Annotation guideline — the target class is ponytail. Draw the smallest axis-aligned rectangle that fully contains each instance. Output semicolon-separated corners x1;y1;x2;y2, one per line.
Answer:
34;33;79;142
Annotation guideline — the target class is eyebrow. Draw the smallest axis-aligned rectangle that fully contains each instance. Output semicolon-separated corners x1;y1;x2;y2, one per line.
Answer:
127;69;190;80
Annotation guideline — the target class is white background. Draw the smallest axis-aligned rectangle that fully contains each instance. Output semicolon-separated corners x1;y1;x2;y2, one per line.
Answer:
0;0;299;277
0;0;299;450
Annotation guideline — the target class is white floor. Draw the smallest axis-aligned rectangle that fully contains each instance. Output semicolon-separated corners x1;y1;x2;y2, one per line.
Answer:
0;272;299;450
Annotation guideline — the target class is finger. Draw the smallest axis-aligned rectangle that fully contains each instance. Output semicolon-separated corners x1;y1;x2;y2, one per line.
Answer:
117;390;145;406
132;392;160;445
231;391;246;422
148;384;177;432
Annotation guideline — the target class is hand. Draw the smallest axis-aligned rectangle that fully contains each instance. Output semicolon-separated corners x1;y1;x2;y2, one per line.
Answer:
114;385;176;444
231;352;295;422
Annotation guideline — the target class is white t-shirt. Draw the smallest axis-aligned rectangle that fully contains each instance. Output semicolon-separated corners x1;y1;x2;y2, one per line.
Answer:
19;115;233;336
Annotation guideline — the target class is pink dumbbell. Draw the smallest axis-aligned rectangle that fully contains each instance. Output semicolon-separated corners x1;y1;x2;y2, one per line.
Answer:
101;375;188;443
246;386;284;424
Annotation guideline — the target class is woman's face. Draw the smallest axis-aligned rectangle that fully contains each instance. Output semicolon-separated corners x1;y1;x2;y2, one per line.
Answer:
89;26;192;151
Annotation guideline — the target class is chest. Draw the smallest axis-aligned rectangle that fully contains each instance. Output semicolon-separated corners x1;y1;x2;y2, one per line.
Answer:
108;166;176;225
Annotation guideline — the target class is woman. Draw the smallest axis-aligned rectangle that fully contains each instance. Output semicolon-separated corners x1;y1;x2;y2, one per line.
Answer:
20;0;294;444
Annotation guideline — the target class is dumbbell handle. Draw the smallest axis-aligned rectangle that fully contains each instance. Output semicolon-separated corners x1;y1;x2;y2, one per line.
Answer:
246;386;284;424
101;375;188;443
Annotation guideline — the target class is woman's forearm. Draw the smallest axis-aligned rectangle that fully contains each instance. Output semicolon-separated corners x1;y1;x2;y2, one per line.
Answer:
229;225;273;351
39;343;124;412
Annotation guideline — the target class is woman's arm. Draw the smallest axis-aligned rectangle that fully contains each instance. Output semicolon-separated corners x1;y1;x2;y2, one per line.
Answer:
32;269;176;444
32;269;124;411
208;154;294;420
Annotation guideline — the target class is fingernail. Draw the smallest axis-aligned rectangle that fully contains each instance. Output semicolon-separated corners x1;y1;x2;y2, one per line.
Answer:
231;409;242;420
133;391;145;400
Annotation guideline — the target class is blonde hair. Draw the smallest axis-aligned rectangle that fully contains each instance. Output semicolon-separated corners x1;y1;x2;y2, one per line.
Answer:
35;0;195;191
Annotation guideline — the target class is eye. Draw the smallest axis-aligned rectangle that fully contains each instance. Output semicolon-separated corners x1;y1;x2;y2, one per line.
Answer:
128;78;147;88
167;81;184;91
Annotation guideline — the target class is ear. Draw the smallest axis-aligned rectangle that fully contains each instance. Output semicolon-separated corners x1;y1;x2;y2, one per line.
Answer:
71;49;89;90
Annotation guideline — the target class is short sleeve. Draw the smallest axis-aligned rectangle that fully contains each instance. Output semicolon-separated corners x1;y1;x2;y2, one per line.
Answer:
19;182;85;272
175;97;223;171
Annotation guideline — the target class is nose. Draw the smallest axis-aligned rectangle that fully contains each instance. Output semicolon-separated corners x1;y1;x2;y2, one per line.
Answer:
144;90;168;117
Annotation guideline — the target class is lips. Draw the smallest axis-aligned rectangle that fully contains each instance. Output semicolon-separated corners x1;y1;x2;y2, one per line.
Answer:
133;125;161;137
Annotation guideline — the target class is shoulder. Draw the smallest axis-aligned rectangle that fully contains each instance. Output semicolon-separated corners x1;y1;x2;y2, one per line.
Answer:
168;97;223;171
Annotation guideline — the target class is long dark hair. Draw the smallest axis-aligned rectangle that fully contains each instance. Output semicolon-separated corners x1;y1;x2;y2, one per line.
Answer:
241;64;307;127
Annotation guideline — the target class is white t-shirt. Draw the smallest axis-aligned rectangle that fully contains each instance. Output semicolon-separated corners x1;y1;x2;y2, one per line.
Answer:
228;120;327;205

********

• _Task objective_:
Copy out every line of the entries above word for word, without changing anything.

• _Response_:
Annotation guideline — the target class is ponytail. Draw the smallest axis-aligned rectangle that fully contains each instance. Output semicolon-separated corners x1;y1;x2;y2, one per line.
Answer:
34;33;79;142
Annotation guideline — the target class is eyebrow. Draw the smallest axis-aligned rectangle that fully contains each instance. Output semicolon-separated corners x1;y1;x2;y2, one per line.
Answer:
127;69;190;80
Annotation guideline — the target class is white background. Draw the smallest axis-aligned rectangle that fully contains each instance. Output semicolon-separated corners x1;y1;x2;y2, one per line.
Answer:
0;0;299;277
0;0;299;450
Annotation guideline — the target class is white floor. Draw the smallest axis-aligned rectangle that fully contains each instance. Output semicolon-separated corners x1;y1;x2;y2, one per line.
Answer:
0;272;299;450
Annotation guideline — the target class is finger. Draw the smallest axis-aligned rectangle that fully contains each instance. Output semicolon-separated corners x1;y1;x2;y2, one per line.
Answer:
117;390;145;406
132;392;160;445
231;391;246;422
148;384;177;432
Annotation guideline — the target class is hand. Draw the smallest axis-aligned rectangle that fully contains each instance. Output semicolon-separated corners x1;y1;x2;y2, one per line.
Answer:
114;385;176;444
231;352;295;422
Annotation guideline — the target class is white t-shirt. Draw the smallest axis-aligned rectangle that fully contains each instance. Output semicolon-separated corners x1;y1;x2;y2, one per line.
Answer:
19;115;233;336
Annotation guideline — the target class is pink dumbbell. Draw the smallest axis-aligned rectangle that fully contains each instance. Output semicolon-separated corners x1;y1;x2;y2, one per line.
Answer:
101;375;188;443
246;386;284;424
Annotation guideline — the target class is woman's face. Draw the smallest axis-aligned rectangle that fully contains each instance. Output semicolon-separated corners x1;y1;x2;y2, one per line.
Answer:
89;26;192;151
Annotation guideline — the target class is chest. Draw the smallest axis-aligned rectangle that fully contains each instance. Output semicolon-separated corners x1;y1;x2;y2, one per line.
Answer:
108;166;176;225
Annotation guideline — the target class is woman. Draw the smallest axis-aligned rectangle that fully contains each instance. Output semicolon-separated corners x1;y1;x2;y2, one per line.
Answer:
20;0;294;444
Annotation guideline — the target class is dumbbell handle. Draw the smallest axis-aligned rectangle that fully contains each instance. Output semicolon-separated corners x1;y1;x2;y2, one per line.
Answer:
246;386;284;424
101;375;188;443
Annotation guideline — the target class is woman's forearm. Draw the smallest axis-aligned rectangle that fully contains each instance. Output semicolon-separated corners x1;y1;x2;y2, one per line.
Answer:
229;225;273;351
39;343;124;412
Annotation guideline — the target class is woman's arm. Draw the smallest axis-aligned rectangle that fully contains each instance. Output semicolon-separated corners x1;y1;x2;y2, one per line.
Answer:
32;269;176;444
32;269;124;411
208;154;294;420
Annotation guideline — the target class is fingernail. Draw the smallest axis-aligned rectangle that fully contains each instance. Output semicolon-separated corners x1;y1;x2;y2, one per line.
Answer:
231;409;242;420
133;391;145;400
Annotation guideline — the target class is blonde hair. Draw the smallest axis-aligned rectangle that fully contains each instance. Output semicolon-separated corners x1;y1;x2;y2, one per line.
Answer:
35;0;195;191
Annotation guideline — the target class is eye. Draw the smallest axis-aligned rectangle that fully contains each instance. Output semicolon-separated corners x1;y1;x2;y2, one per line.
Answer:
128;78;147;88
167;81;184;91
Annotation guideline — the target class is ear. Draw the smallest axis-aligned rectangle that fully contains each instance. Output semicolon-separated corners x1;y1;x2;y2, one per line.
Answer:
71;49;89;90
Annotation guideline — the target class is short sleeve. Draw the smallest axis-aligned rectangle that fully contains each instance. Output semicolon-separated corners x1;y1;x2;y2, one per line.
Answer:
19;182;85;272
175;97;223;171
Annotation guideline — the target class is nose. Draw the smallest axis-aligned rectangle that fully contains each instance. Output semicolon-separated corners x1;y1;x2;y2, one per line.
Answer:
144;90;168;117
Annotation guideline — the target class is lips. Draw the smallest axis-aligned rectangle that fully contains each instance. Output semicolon-separated corners x1;y1;x2;y2, one per line.
Answer:
133;125;161;137
Annotation guideline — the target class is shoulder. Draw the smallest axis-aligned rectangle that fully contains each instance. Output semicolon-separated corners x1;y1;x2;y2, one per line.
Answer:
168;97;223;171
Annotation guideline — the target class is long dark hair. Draw the smallest axis-aligned rectangle that fully contains each instance. Output semicolon-separated corners x1;y1;x2;y2, one per line.
Answer:
241;64;307;127
Annotation guideline — the target class is white t-shirt. Draw the smallest axis-aligned rectangle that fully contains each instance. Output semicolon-separated corners x1;y1;x2;y2, one per line.
Answer:
228;120;327;205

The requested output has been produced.